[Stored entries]

· · · · · · ·

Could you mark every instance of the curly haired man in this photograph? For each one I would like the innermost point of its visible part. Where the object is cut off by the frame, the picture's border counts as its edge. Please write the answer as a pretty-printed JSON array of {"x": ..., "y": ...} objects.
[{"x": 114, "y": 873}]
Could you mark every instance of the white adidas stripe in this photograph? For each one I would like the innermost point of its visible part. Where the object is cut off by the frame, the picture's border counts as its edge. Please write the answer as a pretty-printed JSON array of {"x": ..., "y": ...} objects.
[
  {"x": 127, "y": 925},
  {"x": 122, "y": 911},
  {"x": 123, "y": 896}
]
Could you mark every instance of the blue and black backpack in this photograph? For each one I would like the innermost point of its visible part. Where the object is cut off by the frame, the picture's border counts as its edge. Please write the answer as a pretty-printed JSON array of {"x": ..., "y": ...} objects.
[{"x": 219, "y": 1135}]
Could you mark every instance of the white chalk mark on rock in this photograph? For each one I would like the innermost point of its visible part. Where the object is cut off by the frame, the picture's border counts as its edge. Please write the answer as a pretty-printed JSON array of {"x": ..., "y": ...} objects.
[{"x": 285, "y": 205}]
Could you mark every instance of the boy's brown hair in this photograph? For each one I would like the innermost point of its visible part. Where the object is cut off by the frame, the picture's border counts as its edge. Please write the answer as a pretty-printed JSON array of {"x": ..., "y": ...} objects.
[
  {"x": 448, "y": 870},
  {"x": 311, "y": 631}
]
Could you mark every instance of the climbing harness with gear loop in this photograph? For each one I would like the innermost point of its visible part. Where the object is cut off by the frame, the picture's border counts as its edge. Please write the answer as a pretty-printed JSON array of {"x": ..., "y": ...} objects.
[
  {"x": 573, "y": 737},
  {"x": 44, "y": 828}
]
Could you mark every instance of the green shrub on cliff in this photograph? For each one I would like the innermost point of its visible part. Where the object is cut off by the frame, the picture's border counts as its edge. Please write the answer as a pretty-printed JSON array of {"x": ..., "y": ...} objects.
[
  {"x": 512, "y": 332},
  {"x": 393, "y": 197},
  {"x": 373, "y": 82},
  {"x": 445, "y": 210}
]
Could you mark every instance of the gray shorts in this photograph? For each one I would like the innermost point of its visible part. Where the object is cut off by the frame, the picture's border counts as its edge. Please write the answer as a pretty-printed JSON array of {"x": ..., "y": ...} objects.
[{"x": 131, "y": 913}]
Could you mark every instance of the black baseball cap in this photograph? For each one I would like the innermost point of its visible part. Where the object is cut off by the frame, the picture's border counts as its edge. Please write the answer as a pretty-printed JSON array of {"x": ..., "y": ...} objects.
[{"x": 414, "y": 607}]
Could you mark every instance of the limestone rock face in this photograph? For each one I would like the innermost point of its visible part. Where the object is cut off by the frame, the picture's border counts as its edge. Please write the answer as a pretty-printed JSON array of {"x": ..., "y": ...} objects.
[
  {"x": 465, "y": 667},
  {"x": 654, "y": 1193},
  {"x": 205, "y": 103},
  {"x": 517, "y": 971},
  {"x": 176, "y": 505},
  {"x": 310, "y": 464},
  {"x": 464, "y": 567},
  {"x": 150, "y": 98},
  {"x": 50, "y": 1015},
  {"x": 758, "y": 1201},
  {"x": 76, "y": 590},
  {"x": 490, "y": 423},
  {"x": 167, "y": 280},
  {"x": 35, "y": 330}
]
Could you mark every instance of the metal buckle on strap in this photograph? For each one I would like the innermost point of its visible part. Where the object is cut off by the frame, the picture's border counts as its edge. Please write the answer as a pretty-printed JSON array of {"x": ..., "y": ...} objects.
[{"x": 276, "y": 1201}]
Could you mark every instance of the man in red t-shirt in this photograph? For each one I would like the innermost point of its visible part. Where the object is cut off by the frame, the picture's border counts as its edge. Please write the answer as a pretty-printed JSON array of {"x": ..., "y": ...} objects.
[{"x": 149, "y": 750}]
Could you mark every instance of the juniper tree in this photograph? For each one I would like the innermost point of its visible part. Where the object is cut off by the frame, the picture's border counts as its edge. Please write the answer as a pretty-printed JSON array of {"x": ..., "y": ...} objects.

· · · · · · ·

◆ Exercise goal ◆
Copy out every entry again, exactly as it was given.

◆ Answer to the exercise ◆
Could you mark every instance of the curly haired man in this photograph? For each one I would like the innermost point of its visible part. Where the object is cut off by the frame, the picture's border counts as its edge. Please write the answer as a pretty-printed JSON array of {"x": ..., "y": ...} objects.
[{"x": 114, "y": 873}]
Could you mark every instance of the white adidas stripe in this photograph? For each one I would like the innermost point of its visible part. Where the object is cut off by the frame, the picture's border counts as its edge. Please write the answer as a pretty-printed JSON array of {"x": ..., "y": ...} objects.
[
  {"x": 127, "y": 925},
  {"x": 122, "y": 911},
  {"x": 123, "y": 896}
]
Could you mark every instance of the blue and black backpack in this photograph? For each one I would like the innermost point of its visible part. Where the object is cut off by the frame, the picture's border counts as its edge. Please write the answer as a pretty-printed JSON array of {"x": ..., "y": ...} objects.
[{"x": 219, "y": 1135}]
Could you mark every instance of the white chalk mark on rock in this photograph? For each one I would like the innermost point of its visible part. Where the object is cut off by the frame, the picture's border counts as its edge. Please write the answer as a pretty-printed JSON array of {"x": ..., "y": ...} objects.
[{"x": 285, "y": 205}]
Could you mark every instance of the boy's brown hair in this photograph? For each one I would like the innermost point of its visible part. Where the object is cut off by the frame, the picture's border counts as its edge. Please write the answer as a pretty-printed JSON array of {"x": ..., "y": ...} objects.
[
  {"x": 448, "y": 870},
  {"x": 311, "y": 631}
]
Could you mark every instance of the climbing harness with gear loop in this photograph? For each one I would like the innermost point of its visible part. Where the object is cut off by the frame, the picture's border counts as its edge. Please write the answer as a pretty-printed JSON array of {"x": ..., "y": ...} objects.
[
  {"x": 573, "y": 737},
  {"x": 44, "y": 828}
]
Could you mark every instance of the green shrub on cliff in this photograph? For each one I would like the innermost point of its visible part. Where the object is cut off by the frame, the picture's border counts as its edge. Please write the answer as a pretty-printed JSON array of {"x": ..., "y": ...} objects.
[
  {"x": 512, "y": 332},
  {"x": 393, "y": 197},
  {"x": 373, "y": 82},
  {"x": 445, "y": 210}
]
Could you mark every instance of the gray shorts in this photograph? For each one I would like the innermost point of its visible part. Where the object is cut off by the frame, the picture's border counts as its edge. Please write the answer as a pretty-printed JSON array of {"x": ..., "y": ...} objects.
[{"x": 131, "y": 913}]
Could you mark every instance of the black baseball cap in this photograph? For each one I would like the innermost point of its visible part. Where the object is cut off by the frame, the picture's border counts as its edge. Please write the answer as a pretty-printed JSON array of {"x": ..., "y": ...} objects.
[{"x": 414, "y": 607}]
Could you mark every instance of the limestone rock face in this photograph? For each one I would like the innermost point of its visible part. Where the object is cut off by the frame, the picture's border counts as its edge. Please write the answer as a pretty-printed JSON array of {"x": ..., "y": ...} objects.
[
  {"x": 465, "y": 667},
  {"x": 654, "y": 1193},
  {"x": 205, "y": 103},
  {"x": 517, "y": 971},
  {"x": 176, "y": 505},
  {"x": 310, "y": 464},
  {"x": 464, "y": 567},
  {"x": 150, "y": 98},
  {"x": 50, "y": 1015},
  {"x": 758, "y": 1201},
  {"x": 76, "y": 590},
  {"x": 490, "y": 423},
  {"x": 167, "y": 280},
  {"x": 35, "y": 330}
]
Could you mark every instance of the metal buckle on strap in this photograph? For each one I would like the innermost point of its visible part. Where the object is cut off by the frame, the picture's border counts as its edge. Please write the answer as a pretty-printed JSON array of {"x": ..., "y": ...} objects.
[{"x": 276, "y": 1201}]
Could you mark every instance of the man in red t-shirt in this photograph? For each one I would like the innermost point of its visible part. Where the object is cut off by the frame, the picture's border counts as its edge. Please write the answer as a pretty-printed JSON array of {"x": ..., "y": ...} objects.
[{"x": 149, "y": 750}]
Could you mark every instance of the juniper tree in this photograph? For each one I would like the innermost point of its visible part. Where the object is cut off by the frame, the picture's border counts as its edge. Please write the answer as a pretty-printed JSON array of {"x": ..., "y": ...} objects.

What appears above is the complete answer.